## Supplied information
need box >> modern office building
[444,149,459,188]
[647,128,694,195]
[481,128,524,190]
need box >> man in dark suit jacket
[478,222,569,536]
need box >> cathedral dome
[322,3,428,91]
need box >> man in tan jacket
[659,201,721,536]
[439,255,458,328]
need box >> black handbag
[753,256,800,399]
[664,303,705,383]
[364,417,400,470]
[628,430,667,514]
==
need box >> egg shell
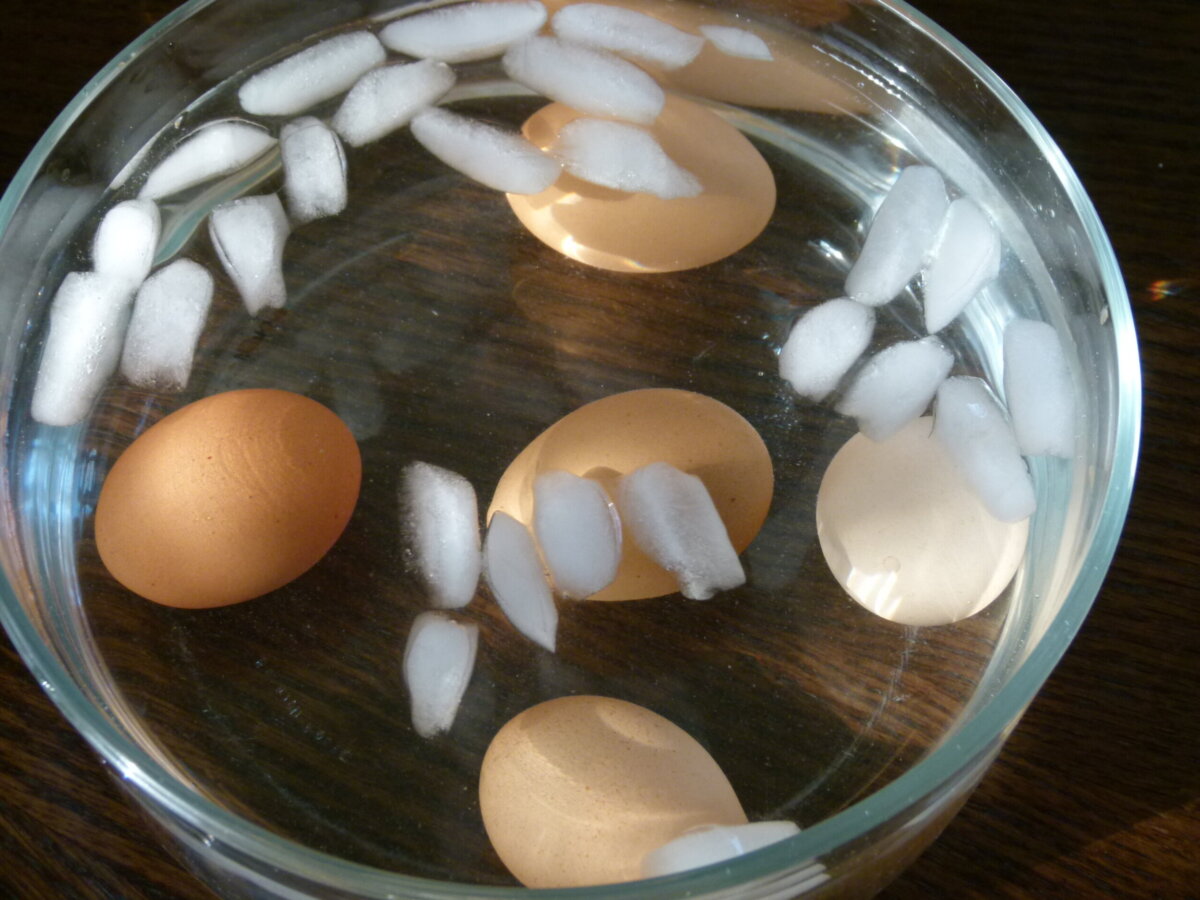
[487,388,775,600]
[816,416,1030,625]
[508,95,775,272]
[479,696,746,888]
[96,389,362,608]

## Given exercise
Gather every line in the entries above that contains the word "jacket".

## Written solution
need box >> man in dark suit jacket
need box >> man in tan jacket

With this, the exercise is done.